Start of DOCUMENT EXCERPT

The comment is imprecise and misrepresents the POSIX-specified meaning of
the presence or absence of these macros.  The first set of macros listed in
the unstd.h comment (_POSIX_JOB_CONTROL through _POSIX_SELECT, and I
presume the _XOPEN_* and _XBS5_* macros are intended to follow the same
rules, though obviously they are not specified by POSIX) is in 1003.1-1996
Table 2-10 "Compile-Time Symbolic Constants".  The writing is abysmal and
the rationale utterly unhelpful, but the intent is clearly that this set of
symbols is for applications to test at compile-time whether the environment
supports each POSIX Option and hence the application can expect those
headers and library functions at least to be present to compile and link
against.  It then suggests (2.9.3 ll 1610-1613, p 53) that a really anal
application will further query via sysconf at runtime to see if something
indicated to be available at compile-time is in fact not available at
runtime.  Of course, for issues like if mmap will work on a file it ought
to be a pathconf test, and it's not specified that way.  But these macros
aren't really indicating "mapped files" but the presence of the specific
set of Optional functions indicated in the standard.

End of DOCUMENT EXCERPT
Start of DATA RECORDS

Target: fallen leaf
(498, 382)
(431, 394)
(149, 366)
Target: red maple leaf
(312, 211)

End of DATA RECORDS

**ACTIVITIES**
(a) List every function that the passage on POSIX compile-time macros mentions by name.
(b) Write the next few sentences of the passage on POSIX compile-time macros, starting right after its last sentence.

**RESPONSES TO THE EXERCISE**
(a) sysconf, mmap, pathconf

(b)
It is always permissible for a function to diagnose other errors that are
not specified in the standard, if the cause is outside the scope of the
standard and does not violate other required behavior.  So if mmap fails on
some files because they reside on a filesystem that doesn't support mmap,
that is survivable.  It's the same case as mkfifo failing on a filesystem
that can't represent named pipes.

> Besides, the check is hardly relevant for malloc, since malloc does
> not mmap files if anonymous mapping is supported.  And if anonymous
> mapping is not supported, only `/dev/zero' is mapped, which is likely
> to work even if _POSIX_MAPPED_FILES is undefined.

_POSIX_MAPPED_FILES in fact indicates that the `mmap' function exists at
all, which it might not if neither _POSIX_MAPPED_FILES nor
_POSIX_SHARED_MEMORY_OBJECTS is defined (according to the standard).

> I think it is better to revert the patch, and add
> 
>   CPPFLAGS-malloc.c += -DHAVE_MMAP=0
> 
> to the system dependent Makefiles of those ports that really do not
> support mapping of `/dev/zero'.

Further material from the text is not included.